# [Extract provided]
Segment Open

How Much Should You Tithe to the Church?
A few weeks ago in our RCIA group, someone asked: “Do Catholics tithe?” This is a topic that generates some controversy.
“Give generously,” I answered.
“But generosity is very subjective,” the adult convert commented. “How can you be sure that everyone gives equitably to the Church?”
“We can’t,” I answered, “but God knows our hearts. He knows our individual needs and knows the extent of our generosity, or lack thereof. We also have a duty of care to those that the Church serves, so we hope that people give generously.”
When I went home and thought about it some more, I realised my response was inadequate.
Other Churches Have Set Tithing Percentages
Google the word “tithing” and you get 390000 results, most of them from Evangelical churches. On some sites there’s fierce debate about tithing percentages, whether to calculate it on gross or net income, whether church membership is contingent on tithing and what happens if you default. It made my head reel!
It also made me very glad that I am Catholic. On this issue at least, we’ve made it very simple: Be generous.
I realised, however, that especially for Catholics, who don’t have a culture of tithing, the concept is alien and there are many misconceptions. A friend once said to me: “The Church is so rich, it doesn’t need my hard-earned money. I have needs of my own and can only put a few coins into the collection box on Sundays.”
What Happened in the Old Testament
We need to put tithing into its proper context. It goes back to the time of the Israelites. The Old Testament describes the tithe as a payment given to the priests “in return for the service that they perform” (Numbers 18:21). The priests were the spiritual guides of the Israelites and it was their duty to care for the widows and children.
The priests didn’t till the land or produce goods to be sold. The Israelites gave a portion of their produce to the priests for their upkeep and for the good works they did for the needy.

Segment Closed

# [What needs to be done]
Can you reproduce the stretch of the tithing article from "How Much Should" through "response was inadequate." word for word? The material that follows isn't needed for anything here.

# [Excerpted records]
Segment Open

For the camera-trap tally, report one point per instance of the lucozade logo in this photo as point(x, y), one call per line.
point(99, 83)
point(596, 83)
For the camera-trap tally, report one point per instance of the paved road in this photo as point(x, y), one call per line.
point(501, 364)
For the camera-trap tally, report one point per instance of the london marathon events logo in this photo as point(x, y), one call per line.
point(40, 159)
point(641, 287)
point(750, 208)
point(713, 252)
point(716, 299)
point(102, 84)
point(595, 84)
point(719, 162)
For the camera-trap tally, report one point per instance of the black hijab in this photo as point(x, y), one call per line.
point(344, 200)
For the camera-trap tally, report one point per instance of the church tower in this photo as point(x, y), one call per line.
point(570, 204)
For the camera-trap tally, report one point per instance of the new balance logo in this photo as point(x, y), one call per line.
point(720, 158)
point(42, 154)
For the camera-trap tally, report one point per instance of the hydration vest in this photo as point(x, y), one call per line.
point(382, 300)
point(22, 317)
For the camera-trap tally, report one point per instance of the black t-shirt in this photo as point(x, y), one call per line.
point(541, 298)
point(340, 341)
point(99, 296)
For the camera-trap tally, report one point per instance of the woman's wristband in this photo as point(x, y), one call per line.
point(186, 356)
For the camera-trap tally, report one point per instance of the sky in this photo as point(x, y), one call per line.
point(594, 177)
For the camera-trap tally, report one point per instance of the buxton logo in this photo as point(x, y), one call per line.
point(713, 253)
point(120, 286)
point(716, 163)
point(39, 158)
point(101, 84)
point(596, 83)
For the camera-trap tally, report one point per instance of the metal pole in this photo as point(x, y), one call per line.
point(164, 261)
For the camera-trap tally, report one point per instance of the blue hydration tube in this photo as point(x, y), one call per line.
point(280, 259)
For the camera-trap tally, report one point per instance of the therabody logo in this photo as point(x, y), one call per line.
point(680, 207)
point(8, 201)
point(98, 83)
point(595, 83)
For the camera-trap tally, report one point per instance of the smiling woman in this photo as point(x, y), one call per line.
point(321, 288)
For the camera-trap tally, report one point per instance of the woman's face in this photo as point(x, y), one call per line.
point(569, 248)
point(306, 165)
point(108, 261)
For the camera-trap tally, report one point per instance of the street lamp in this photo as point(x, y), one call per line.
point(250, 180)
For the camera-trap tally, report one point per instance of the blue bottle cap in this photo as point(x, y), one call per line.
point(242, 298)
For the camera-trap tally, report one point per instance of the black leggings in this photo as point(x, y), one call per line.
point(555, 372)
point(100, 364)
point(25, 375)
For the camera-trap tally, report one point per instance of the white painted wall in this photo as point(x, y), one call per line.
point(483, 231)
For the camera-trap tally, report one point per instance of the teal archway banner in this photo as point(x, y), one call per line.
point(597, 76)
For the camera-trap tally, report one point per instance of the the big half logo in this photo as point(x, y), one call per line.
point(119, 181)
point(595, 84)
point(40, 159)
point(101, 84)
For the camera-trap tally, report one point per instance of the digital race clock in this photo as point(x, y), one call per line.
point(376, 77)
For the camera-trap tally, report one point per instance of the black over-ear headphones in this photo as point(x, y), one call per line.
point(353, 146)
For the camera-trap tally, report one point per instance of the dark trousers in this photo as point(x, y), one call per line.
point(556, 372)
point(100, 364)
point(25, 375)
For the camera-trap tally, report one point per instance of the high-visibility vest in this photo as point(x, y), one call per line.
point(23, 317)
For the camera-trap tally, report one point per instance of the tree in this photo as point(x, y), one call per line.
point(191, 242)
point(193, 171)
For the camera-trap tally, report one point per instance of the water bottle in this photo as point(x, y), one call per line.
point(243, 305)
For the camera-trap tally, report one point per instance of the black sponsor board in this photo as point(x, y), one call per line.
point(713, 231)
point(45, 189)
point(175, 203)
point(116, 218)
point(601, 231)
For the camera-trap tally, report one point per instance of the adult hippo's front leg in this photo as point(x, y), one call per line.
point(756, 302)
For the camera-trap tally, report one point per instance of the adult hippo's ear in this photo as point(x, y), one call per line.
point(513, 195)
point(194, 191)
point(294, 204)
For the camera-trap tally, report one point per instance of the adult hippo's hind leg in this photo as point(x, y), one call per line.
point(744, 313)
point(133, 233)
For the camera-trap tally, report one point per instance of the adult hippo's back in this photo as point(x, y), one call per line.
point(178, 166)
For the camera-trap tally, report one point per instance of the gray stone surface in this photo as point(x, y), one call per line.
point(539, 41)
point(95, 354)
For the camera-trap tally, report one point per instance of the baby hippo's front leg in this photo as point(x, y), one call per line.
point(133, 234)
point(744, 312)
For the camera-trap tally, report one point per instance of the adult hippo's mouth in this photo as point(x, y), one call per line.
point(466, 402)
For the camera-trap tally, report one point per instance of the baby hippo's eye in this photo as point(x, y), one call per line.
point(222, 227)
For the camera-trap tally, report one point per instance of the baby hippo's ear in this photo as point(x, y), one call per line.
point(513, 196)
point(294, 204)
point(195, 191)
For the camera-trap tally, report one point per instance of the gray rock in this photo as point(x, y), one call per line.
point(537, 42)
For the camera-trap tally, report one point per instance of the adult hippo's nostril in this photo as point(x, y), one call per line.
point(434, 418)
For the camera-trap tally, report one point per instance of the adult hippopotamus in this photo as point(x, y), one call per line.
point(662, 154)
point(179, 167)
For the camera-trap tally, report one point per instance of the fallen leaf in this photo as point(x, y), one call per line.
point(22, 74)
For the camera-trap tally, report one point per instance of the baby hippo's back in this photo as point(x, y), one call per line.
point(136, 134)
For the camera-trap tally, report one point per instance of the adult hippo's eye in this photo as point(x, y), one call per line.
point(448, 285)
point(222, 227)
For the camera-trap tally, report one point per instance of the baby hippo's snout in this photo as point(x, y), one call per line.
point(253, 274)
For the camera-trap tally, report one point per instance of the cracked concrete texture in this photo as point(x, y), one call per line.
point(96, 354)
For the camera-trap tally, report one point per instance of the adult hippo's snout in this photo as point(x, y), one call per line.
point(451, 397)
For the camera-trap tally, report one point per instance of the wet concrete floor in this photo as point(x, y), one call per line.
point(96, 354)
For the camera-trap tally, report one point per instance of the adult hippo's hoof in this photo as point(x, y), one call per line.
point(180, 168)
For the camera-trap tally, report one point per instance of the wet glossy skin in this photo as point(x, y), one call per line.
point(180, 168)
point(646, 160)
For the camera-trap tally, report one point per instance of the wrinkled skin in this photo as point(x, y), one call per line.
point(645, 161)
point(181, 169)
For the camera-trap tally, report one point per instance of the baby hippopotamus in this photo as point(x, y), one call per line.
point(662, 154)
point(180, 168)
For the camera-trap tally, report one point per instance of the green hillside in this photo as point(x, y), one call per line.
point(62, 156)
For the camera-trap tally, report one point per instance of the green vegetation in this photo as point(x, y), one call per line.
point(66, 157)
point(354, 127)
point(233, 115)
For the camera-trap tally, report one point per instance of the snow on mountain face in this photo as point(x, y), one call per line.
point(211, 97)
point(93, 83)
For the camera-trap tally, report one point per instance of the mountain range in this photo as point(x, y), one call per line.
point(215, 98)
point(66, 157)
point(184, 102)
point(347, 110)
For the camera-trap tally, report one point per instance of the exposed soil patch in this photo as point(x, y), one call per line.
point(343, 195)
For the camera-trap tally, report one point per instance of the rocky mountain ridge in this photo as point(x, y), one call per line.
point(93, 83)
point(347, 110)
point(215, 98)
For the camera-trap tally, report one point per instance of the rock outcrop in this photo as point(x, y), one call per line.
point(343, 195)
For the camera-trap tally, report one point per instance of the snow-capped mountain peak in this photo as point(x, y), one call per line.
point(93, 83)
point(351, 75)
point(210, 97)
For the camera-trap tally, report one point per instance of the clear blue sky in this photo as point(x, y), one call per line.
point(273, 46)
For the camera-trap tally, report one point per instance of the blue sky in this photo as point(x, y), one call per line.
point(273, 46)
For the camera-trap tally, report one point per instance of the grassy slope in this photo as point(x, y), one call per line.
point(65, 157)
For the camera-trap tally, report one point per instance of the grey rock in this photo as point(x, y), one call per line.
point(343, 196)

Segment Closed

# [Written answer]
How Much Should You Tithe to the Church?
A few weeks ago in our RCIA group, someone asked: “Do Catholics tithe?” This is a topic that generates some controversy.
“Give generously,” I answered.
“But generosity is very subjective,” the adult convert commented. “How can you be sure that everyone gives equitably to the Church?”
“We can’t,” I answered, “but God knows our hearts. He knows our individual needs and knows the extent of our generosity, or lack thereof. We also have a duty of care to those that the Church serves, so we hope that people give generously.”
When I went home and thought about it some more, I realised my response was inadequate.